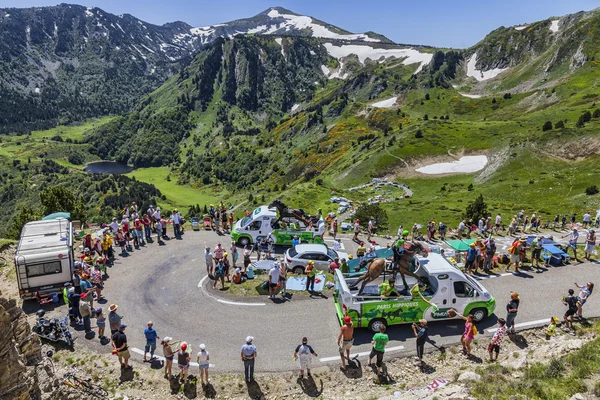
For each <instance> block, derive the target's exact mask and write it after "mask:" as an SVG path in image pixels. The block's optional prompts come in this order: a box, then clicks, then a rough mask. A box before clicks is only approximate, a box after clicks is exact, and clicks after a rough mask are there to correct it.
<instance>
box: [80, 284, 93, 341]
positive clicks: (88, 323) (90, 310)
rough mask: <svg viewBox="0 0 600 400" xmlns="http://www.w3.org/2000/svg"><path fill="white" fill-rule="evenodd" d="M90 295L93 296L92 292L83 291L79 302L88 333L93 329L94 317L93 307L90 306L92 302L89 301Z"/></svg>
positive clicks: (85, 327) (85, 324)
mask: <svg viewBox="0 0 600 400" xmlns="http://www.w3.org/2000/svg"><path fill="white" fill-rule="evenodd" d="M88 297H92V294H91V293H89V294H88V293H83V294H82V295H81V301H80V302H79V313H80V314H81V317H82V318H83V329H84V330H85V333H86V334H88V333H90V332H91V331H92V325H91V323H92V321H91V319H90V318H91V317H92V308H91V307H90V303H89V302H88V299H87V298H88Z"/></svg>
---+---
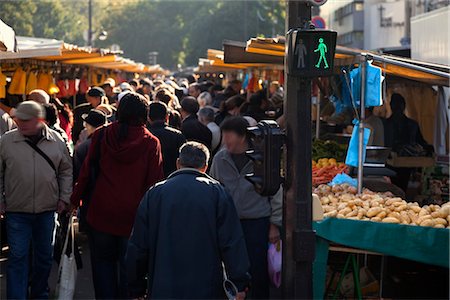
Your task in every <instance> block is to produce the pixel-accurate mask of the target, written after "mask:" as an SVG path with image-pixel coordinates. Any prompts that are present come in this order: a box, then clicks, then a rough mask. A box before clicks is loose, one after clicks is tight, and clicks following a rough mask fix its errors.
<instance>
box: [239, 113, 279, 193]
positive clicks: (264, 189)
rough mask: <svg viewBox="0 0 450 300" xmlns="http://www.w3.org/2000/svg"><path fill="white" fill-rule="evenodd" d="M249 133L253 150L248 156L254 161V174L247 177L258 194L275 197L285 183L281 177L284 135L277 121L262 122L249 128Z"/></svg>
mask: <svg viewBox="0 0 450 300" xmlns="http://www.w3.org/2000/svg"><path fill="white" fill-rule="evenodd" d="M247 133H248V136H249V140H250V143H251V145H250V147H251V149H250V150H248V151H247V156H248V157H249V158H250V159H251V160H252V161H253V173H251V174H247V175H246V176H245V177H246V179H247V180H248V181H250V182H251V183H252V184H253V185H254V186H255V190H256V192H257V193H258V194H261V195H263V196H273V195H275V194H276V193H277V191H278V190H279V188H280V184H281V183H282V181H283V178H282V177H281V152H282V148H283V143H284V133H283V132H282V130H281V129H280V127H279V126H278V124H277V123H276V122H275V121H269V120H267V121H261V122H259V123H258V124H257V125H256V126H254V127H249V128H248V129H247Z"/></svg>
---+---
[TRY IT] Please copy the lines in the records above between the one holding "For each <instance>" and the one holding "295L93 296L92 292L83", inclusive, exactly and with no other line.

[WRITTEN ANSWER]
For each <instance> block, derive the target's exact mask and write it after "mask:" as an SVG path in image pixels. The block's optional prompts come in this order: a box, then clicks, then a rough mask. A box before clicks is only approximate, a box after clicks is exact, and clicks after a rough mask are there to correct it.
<instance>
box: [80, 284, 93, 341]
positive clicks: (88, 323) (90, 310)
rough mask: <svg viewBox="0 0 600 400" xmlns="http://www.w3.org/2000/svg"><path fill="white" fill-rule="evenodd" d="M90 295L93 296L92 292L83 291L79 302L88 333L93 329L94 317L93 307L90 306L92 302L89 301Z"/></svg>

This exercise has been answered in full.